### EXCERPT PROVIDED
□ □ □ □ □ □ □

# February 8 is Fat Tuesday



## mudbug (Feb 5, 2005)

Does anyone want a recipe for the traditional Mardi Gras King Cake?
Let me know and I'll post one here.

Laissez les bon temps rouler!!


----------



## Alix (Feb 5, 2005)

Me! I do I do!


----------



## mudbug (Feb 6, 2005)

here you go, chere:

Official Mardi Gras King Cake

Description:
The King Cake is a traditional Mardi Gras treat, baked and covered with a poured sugar topping in Mardi Gras colors; Purple, representing Justice, Green representing Faith and Gold representing Power. Traditionally, the person who finds the hidden "baby" in his or her slice of cake must provide the cake the next year. Hundreds of thousands of King Cakes are consumed at parties worldwide every year and in fact, a Mardi Gras party wouldn't be complete without a King Cake. 

This recipe has a lot of steps but none of them are difficult. Now that you know how time-consuming it is to make a King Cake, you can appreciate why many people just order one up from their favorite bakery! 


Ingredients:
1/2 cup warm water (110 to 115 degrees)
2 packages active dry yeast
1/2 cup plus 1 teaspoon sugar
31/2 41/2 cups unsifted flour
1 teaspoon nutmeg
2 teaspoons salt
1 teaspoon lemon zest
1/2 cup warm milk
5 egg yolks
1 stick butter cut in slices and softened, plus 2 tablespoons more
1 egg slightly beaten with a tablespoon of milk
1 teaspoon cinnamon
1 tiny plastic doll (not more than 1")

□ □ □ □ □ □ □

### ENTRIES SUPPLIED
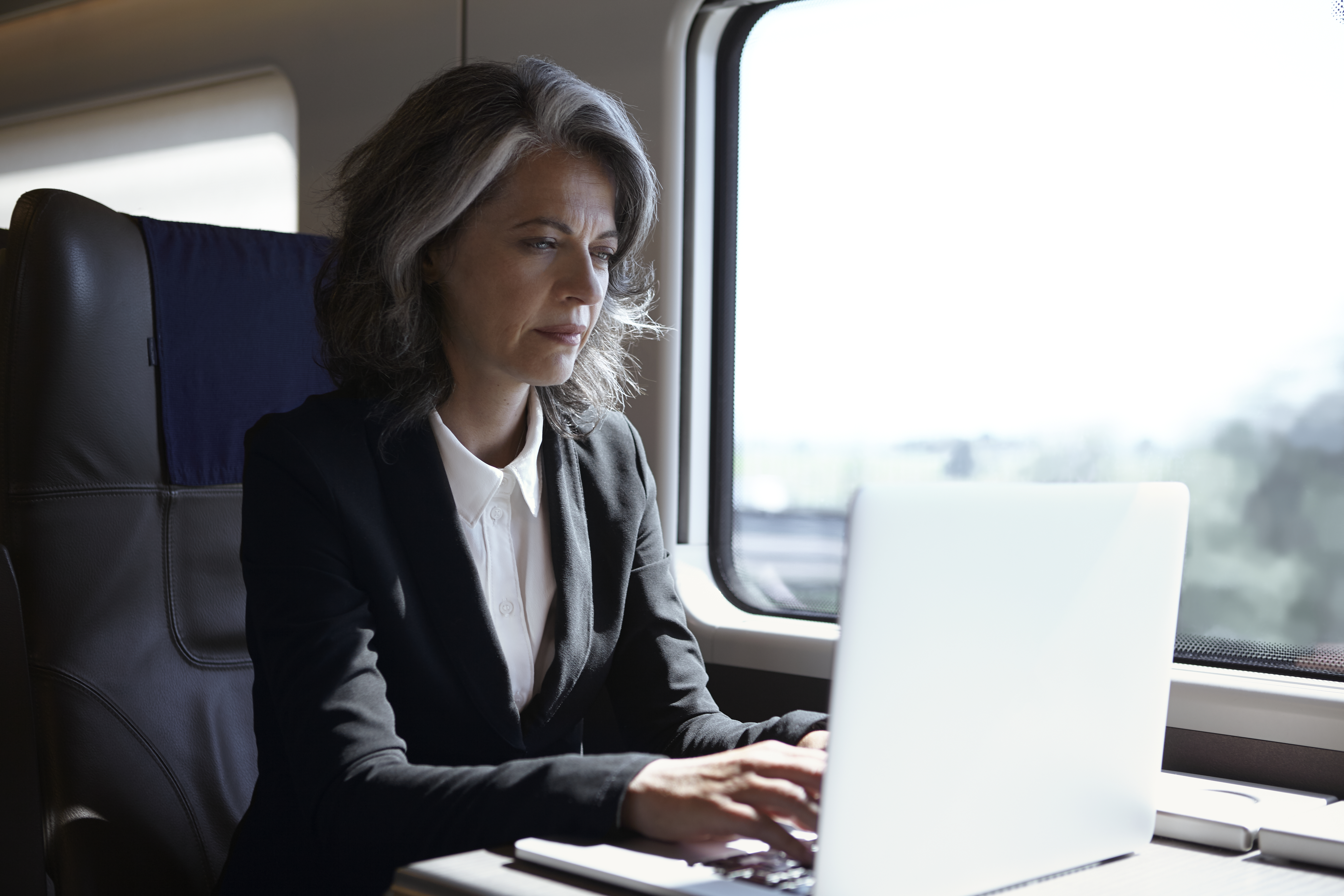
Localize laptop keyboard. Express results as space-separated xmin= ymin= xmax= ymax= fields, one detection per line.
xmin=704 ymin=849 xmax=814 ymax=896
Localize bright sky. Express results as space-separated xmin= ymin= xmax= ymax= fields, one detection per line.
xmin=737 ymin=0 xmax=1344 ymax=443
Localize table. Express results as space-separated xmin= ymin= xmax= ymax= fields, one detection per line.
xmin=387 ymin=837 xmax=1344 ymax=896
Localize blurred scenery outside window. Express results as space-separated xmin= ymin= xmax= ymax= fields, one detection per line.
xmin=0 ymin=74 xmax=298 ymax=232
xmin=731 ymin=0 xmax=1344 ymax=673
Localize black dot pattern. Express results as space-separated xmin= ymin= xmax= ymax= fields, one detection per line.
xmin=1173 ymin=634 xmax=1344 ymax=681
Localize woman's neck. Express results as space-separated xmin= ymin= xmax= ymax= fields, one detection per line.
xmin=438 ymin=381 xmax=530 ymax=469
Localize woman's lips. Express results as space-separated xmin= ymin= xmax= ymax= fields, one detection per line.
xmin=536 ymin=324 xmax=587 ymax=345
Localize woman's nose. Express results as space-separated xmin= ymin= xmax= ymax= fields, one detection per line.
xmin=560 ymin=252 xmax=606 ymax=305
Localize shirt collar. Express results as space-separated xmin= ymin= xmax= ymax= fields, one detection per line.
xmin=429 ymin=388 xmax=542 ymax=524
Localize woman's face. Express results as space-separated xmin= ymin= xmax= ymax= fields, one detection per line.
xmin=423 ymin=151 xmax=617 ymax=386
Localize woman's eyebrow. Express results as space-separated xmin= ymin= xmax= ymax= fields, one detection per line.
xmin=513 ymin=218 xmax=620 ymax=239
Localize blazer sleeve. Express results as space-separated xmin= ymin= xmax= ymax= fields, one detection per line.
xmin=606 ymin=422 xmax=827 ymax=756
xmin=242 ymin=422 xmax=657 ymax=867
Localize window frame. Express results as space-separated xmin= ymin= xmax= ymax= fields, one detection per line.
xmin=676 ymin=0 xmax=1344 ymax=688
xmin=699 ymin=0 xmax=837 ymax=623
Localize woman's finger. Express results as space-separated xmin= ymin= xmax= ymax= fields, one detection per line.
xmin=743 ymin=813 xmax=812 ymax=867
xmin=733 ymin=775 xmax=817 ymax=830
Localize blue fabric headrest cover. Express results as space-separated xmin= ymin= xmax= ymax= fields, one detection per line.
xmin=140 ymin=218 xmax=332 ymax=485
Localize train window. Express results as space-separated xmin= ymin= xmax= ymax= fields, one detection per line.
xmin=0 ymin=73 xmax=298 ymax=232
xmin=710 ymin=0 xmax=1344 ymax=677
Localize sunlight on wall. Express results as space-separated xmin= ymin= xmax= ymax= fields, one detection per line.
xmin=0 ymin=74 xmax=298 ymax=232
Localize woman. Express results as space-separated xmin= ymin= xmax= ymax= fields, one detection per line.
xmin=220 ymin=59 xmax=825 ymax=895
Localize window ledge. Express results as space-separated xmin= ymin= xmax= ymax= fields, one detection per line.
xmin=675 ymin=544 xmax=840 ymax=678
xmin=1167 ymin=662 xmax=1344 ymax=751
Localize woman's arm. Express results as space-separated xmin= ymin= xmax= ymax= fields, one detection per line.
xmin=242 ymin=418 xmax=656 ymax=868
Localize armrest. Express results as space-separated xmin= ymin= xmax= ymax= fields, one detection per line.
xmin=0 ymin=545 xmax=47 ymax=896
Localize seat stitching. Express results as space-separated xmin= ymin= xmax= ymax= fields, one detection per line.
xmin=31 ymin=662 xmax=214 ymax=881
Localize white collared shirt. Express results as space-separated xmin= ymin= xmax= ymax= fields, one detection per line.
xmin=429 ymin=388 xmax=555 ymax=712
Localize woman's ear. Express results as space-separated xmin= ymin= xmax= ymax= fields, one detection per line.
xmin=421 ymin=247 xmax=439 ymax=286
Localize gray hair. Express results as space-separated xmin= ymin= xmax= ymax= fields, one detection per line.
xmin=316 ymin=58 xmax=663 ymax=439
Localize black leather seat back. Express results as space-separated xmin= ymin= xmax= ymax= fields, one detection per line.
xmin=0 ymin=189 xmax=255 ymax=896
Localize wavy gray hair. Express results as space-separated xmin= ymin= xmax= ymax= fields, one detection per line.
xmin=316 ymin=58 xmax=663 ymax=439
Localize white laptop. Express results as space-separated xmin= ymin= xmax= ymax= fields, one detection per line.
xmin=505 ymin=484 xmax=1189 ymax=896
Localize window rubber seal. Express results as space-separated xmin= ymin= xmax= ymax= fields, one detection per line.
xmin=708 ymin=0 xmax=836 ymax=622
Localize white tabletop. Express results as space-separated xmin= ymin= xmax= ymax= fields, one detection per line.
xmin=388 ymin=838 xmax=1344 ymax=896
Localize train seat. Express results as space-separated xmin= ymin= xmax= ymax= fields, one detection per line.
xmin=0 ymin=189 xmax=331 ymax=896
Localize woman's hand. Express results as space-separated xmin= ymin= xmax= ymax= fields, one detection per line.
xmin=621 ymin=732 xmax=827 ymax=864
xmin=798 ymin=731 xmax=831 ymax=750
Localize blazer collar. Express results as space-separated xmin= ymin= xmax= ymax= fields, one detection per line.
xmin=379 ymin=420 xmax=526 ymax=750
xmin=523 ymin=426 xmax=593 ymax=748
xmin=368 ymin=420 xmax=593 ymax=751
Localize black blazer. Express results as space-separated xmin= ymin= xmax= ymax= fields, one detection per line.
xmin=219 ymin=394 xmax=825 ymax=895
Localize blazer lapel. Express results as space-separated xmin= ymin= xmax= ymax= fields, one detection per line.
xmin=523 ymin=426 xmax=593 ymax=735
xmin=368 ymin=423 xmax=521 ymax=750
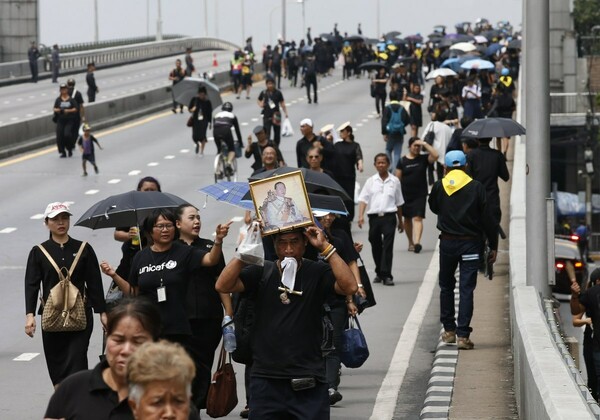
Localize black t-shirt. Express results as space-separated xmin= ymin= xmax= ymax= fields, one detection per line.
xmin=128 ymin=241 xmax=206 ymax=335
xmin=579 ymin=286 xmax=600 ymax=352
xmin=396 ymin=155 xmax=429 ymax=201
xmin=258 ymin=89 xmax=283 ymax=118
xmin=240 ymin=259 xmax=335 ymax=383
xmin=187 ymin=238 xmax=225 ymax=320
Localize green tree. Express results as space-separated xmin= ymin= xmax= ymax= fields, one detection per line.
xmin=573 ymin=0 xmax=600 ymax=35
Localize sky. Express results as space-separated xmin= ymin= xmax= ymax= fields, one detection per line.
xmin=38 ymin=0 xmax=522 ymax=48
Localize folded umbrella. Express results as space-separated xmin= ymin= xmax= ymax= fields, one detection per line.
xmin=425 ymin=68 xmax=457 ymax=80
xmin=358 ymin=61 xmax=388 ymax=71
xmin=75 ymin=191 xmax=188 ymax=229
xmin=462 ymin=118 xmax=525 ymax=139
xmin=460 ymin=58 xmax=496 ymax=70
xmin=248 ymin=166 xmax=351 ymax=200
xmin=173 ymin=77 xmax=223 ymax=109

□ □ □ □ □ □ □

### STATED GOAL 1
Which colors does the King Cake thread name for the poured sugar topping, and what does each one represent?
### STATED GOAL 2
In the King Cake thread, who traditionally has to provide the cake the following year?

### RESULT 1
- Purple: Justice
- Green: Faith
- Gold: Power

### RESULT 2
The person who finds the hidden "baby" in his or her slice of cake.